Top of Record set

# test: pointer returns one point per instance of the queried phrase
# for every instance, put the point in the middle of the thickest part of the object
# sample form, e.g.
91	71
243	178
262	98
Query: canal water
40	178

Bottom of Record set

## Exercise prompt
The records above must be set down again exactly as written.

## Result of this exercise
# test: pointer returns one point per instance of the queried phrase
# for every instance, put the point in the middle of the thickest part of the object
# sample form, e.g.
91	71
243	178
262	98
Query: canal water
40	178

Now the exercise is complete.